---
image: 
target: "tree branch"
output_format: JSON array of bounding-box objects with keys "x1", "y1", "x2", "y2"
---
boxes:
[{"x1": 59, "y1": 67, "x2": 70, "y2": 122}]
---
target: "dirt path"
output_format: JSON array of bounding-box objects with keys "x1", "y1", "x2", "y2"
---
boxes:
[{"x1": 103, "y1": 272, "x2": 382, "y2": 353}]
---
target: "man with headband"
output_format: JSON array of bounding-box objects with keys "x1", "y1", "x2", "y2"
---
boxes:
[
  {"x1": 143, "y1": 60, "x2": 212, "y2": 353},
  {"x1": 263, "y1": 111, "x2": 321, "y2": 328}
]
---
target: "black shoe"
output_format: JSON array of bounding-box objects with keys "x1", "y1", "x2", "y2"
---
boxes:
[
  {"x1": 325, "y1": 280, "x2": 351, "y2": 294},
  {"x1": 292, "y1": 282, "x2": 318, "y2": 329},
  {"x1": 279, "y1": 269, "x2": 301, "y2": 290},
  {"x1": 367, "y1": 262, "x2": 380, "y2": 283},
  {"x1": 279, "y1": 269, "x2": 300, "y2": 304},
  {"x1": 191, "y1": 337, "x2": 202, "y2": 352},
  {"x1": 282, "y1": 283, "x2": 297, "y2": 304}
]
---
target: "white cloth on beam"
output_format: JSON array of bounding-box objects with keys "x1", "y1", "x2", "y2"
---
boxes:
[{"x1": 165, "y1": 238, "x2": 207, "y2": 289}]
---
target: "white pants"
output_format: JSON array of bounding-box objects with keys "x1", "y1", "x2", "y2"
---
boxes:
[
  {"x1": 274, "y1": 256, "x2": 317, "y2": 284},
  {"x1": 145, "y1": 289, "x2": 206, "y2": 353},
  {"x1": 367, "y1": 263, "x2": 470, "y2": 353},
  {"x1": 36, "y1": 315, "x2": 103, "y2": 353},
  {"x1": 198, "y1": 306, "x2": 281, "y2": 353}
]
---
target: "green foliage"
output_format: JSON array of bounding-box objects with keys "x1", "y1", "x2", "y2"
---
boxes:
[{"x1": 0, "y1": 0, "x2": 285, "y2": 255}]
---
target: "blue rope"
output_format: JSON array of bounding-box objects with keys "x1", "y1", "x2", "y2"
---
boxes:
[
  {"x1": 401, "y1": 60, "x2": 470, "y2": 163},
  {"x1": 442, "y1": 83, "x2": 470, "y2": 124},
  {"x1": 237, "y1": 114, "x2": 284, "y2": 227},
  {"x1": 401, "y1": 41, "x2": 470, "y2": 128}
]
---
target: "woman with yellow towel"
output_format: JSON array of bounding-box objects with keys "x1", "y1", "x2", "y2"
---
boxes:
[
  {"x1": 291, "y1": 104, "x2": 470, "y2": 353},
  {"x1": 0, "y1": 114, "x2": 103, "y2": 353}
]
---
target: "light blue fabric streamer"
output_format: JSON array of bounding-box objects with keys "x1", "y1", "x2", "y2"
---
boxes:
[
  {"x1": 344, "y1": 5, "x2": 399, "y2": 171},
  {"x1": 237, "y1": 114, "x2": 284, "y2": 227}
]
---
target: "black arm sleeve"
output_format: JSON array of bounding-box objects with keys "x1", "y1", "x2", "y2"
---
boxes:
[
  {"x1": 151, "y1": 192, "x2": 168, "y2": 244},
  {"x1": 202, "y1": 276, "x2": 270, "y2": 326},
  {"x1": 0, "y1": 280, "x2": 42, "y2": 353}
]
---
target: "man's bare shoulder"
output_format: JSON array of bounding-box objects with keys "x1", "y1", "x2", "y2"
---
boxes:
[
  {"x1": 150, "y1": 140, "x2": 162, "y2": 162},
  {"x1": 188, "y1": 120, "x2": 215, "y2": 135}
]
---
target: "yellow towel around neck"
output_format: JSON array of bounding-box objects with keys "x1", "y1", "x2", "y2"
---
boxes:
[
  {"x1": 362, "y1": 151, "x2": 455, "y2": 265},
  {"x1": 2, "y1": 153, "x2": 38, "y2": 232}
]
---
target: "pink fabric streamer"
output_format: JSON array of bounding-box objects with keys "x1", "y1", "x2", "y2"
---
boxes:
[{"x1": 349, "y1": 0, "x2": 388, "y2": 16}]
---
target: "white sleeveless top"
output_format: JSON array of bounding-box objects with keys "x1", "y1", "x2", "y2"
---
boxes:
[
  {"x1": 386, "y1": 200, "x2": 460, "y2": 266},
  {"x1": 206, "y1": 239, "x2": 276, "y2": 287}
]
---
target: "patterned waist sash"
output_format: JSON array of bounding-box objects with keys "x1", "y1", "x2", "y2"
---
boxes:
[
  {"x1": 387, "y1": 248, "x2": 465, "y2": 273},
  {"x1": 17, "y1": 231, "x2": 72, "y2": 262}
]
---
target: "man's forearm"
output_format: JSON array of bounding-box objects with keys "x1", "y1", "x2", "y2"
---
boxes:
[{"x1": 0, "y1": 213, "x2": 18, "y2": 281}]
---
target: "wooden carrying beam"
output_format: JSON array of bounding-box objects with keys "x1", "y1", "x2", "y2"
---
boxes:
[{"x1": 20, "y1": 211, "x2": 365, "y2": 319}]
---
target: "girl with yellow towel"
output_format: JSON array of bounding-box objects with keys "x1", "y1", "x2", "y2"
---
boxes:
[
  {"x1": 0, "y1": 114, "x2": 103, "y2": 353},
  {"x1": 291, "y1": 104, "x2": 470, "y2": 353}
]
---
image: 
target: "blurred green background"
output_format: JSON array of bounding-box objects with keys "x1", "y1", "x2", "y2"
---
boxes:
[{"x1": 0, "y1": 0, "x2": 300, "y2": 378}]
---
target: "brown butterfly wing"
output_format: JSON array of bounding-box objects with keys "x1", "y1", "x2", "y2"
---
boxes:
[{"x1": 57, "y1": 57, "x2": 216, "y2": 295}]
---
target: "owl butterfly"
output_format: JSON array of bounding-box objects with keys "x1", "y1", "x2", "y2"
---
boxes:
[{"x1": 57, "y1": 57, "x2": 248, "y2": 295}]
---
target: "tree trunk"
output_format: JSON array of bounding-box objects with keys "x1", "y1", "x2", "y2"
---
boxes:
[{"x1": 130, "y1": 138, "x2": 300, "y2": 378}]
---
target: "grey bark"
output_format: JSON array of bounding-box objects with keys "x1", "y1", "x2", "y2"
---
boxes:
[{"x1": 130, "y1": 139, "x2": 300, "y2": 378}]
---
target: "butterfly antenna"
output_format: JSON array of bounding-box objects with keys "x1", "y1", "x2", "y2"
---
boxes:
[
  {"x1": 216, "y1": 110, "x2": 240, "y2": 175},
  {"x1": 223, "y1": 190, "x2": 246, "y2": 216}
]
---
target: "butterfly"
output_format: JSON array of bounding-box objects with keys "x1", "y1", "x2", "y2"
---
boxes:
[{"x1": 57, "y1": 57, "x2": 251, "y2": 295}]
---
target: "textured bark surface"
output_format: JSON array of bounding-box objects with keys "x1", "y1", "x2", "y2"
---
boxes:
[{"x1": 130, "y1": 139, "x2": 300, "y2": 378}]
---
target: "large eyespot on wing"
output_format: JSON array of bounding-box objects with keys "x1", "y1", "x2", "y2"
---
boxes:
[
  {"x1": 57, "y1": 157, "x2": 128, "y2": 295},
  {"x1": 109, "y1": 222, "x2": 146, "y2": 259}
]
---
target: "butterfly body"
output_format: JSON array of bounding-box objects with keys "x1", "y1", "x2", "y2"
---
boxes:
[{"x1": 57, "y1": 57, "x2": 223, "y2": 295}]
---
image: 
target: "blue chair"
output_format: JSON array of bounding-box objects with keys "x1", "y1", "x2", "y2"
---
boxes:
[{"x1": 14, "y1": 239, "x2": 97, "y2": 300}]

EXERCISE DETAILS → Pick out every line of the material that contains the string "green", matching case exactly.

FINISHED EXERCISE →
target: "green foliage"
target: "blurred green background"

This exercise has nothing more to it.